## The task
Convert the lines from the one containing "Could you kindly pick out the white foamy" to the one containing "Target: rocky riverbank", both included, into a numbered list, leaving out any blank lines.

## Raw records
....

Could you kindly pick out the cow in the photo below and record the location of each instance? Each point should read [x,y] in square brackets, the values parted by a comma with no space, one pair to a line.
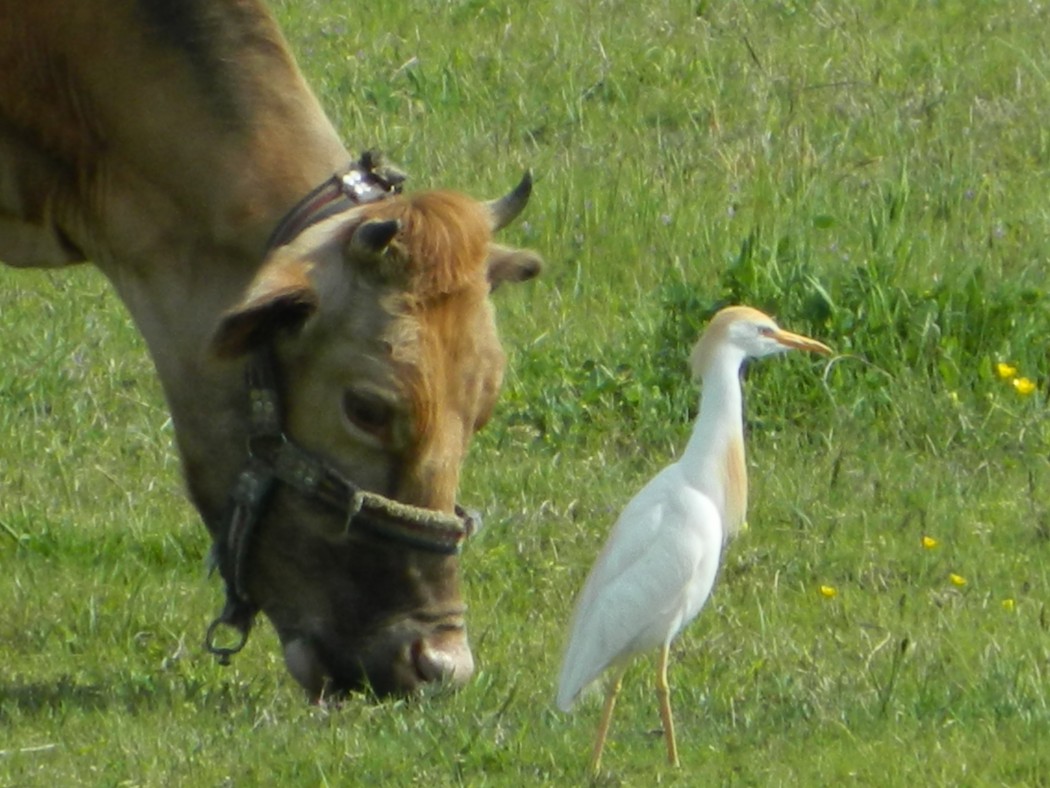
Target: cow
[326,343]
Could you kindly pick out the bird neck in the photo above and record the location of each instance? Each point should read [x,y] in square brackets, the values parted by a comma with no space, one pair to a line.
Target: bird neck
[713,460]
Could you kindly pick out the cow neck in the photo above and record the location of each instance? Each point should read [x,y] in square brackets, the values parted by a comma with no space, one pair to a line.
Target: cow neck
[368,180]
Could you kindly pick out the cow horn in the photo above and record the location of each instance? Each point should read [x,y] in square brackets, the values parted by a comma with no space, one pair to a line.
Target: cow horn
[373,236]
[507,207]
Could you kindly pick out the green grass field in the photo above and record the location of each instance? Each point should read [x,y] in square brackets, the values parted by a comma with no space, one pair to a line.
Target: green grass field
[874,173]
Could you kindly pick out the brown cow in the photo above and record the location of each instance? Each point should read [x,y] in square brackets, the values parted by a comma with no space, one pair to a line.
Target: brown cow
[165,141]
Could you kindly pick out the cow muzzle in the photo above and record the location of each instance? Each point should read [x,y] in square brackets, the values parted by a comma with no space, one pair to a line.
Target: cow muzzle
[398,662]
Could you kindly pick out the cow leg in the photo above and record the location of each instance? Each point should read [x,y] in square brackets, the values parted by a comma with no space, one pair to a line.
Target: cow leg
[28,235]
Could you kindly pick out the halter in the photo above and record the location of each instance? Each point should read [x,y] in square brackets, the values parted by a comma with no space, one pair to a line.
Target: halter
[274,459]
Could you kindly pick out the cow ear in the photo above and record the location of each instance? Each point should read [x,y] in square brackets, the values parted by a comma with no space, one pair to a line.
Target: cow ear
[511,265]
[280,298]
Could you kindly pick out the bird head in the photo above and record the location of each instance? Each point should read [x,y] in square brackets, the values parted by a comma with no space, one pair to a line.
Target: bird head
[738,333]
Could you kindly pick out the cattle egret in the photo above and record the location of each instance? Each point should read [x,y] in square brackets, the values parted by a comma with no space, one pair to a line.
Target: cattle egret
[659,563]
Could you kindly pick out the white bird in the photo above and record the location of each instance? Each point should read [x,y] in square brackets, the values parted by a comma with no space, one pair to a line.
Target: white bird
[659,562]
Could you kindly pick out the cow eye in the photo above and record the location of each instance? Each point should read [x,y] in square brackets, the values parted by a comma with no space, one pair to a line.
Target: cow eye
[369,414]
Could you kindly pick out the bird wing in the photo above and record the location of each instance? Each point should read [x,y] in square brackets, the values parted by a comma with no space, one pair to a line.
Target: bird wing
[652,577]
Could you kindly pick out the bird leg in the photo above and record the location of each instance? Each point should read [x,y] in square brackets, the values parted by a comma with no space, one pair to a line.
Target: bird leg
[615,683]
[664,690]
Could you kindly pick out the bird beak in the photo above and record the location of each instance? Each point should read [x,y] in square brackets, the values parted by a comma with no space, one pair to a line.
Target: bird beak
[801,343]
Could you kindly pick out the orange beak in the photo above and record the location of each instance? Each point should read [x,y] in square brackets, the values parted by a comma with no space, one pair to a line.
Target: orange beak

....

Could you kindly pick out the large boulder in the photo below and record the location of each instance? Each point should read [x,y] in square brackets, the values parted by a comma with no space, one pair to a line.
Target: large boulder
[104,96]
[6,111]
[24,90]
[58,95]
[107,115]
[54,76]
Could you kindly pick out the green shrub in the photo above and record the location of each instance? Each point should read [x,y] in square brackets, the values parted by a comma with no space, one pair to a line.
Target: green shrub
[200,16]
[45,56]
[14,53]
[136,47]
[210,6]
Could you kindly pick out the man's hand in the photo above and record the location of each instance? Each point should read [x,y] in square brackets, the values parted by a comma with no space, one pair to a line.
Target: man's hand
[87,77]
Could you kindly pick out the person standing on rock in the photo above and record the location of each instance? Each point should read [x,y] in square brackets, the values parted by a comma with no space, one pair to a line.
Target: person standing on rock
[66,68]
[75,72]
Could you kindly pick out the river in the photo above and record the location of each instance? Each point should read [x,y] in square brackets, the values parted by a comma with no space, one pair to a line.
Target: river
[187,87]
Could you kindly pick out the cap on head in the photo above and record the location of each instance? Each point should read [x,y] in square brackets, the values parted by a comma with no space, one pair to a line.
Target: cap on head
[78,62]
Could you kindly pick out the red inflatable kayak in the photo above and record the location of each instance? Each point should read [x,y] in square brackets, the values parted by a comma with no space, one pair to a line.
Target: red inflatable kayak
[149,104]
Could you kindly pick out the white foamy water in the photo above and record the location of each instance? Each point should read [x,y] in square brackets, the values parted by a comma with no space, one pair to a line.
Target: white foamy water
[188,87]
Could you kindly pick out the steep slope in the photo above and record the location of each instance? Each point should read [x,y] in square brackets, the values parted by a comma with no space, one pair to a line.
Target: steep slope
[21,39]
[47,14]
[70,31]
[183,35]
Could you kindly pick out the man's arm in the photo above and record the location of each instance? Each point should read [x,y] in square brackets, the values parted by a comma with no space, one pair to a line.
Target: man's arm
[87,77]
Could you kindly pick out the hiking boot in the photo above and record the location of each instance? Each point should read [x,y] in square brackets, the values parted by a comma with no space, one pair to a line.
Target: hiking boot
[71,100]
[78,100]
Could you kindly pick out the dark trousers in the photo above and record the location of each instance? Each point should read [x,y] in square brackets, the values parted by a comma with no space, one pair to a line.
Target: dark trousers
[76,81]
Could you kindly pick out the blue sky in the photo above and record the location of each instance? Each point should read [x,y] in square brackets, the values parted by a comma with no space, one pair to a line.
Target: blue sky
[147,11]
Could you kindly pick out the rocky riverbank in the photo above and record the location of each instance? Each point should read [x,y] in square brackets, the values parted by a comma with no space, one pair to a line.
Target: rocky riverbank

....

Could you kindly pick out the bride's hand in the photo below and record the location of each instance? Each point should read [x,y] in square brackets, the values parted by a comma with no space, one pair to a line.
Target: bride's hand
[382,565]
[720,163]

....

## Correct response
1. Could you kindly pick out the white foamy water in the photo above and record the location of each instance? Each point should read [x,y] in square brackets, the values parted by a comma with no space, one pair to a line.
2. Target: white foamy water
3. [188,87]
4. Could you kindly pick out the steep slope in the photo above and record the location of each instance? Each point should read [x,y] in square brackets, the values parted by a comma with no space, one pair to a line.
5. Target: steep slope
6. [21,39]
7. [47,14]
8. [70,31]
9. [183,35]
10. Could you kindly pick out the man's arm in the photo above and record the location of each instance? Each point should read [x,y] in square brackets, the values parted by a comma with no space, one pair to a line.
11. Target: man's arm
12. [87,77]
13. Could you kindly pick out the hiking boot in the photo above and record the location of each instance? Each point should read [x,y] in square brackets, the values parted by a comma with no space, one pair to a line.
14. Target: hiking boot
15. [71,100]
16. [78,100]
17. Could you kindly pick out the dark trousers in the photo above and record the location of each instance? Each point should read [x,y] in square brackets, the values parted by a comma with no space, one pair to a line.
18. Target: dark trousers
19. [76,81]
20. Could you kindly pick out the blue sky in the photo above and record the location of each instance? Each point should read [x,y] in square brackets, the values parted by a comma with no space, one pair to a line.
21. Target: blue sky
22. [147,11]
23. Could you kindly pick out the rocky riverbank in the photo above and record the location of each instance? Each point should read [x,y] in square brackets, the values parted by a comma with no space, one pair to a line.
24. Target: rocky riverbank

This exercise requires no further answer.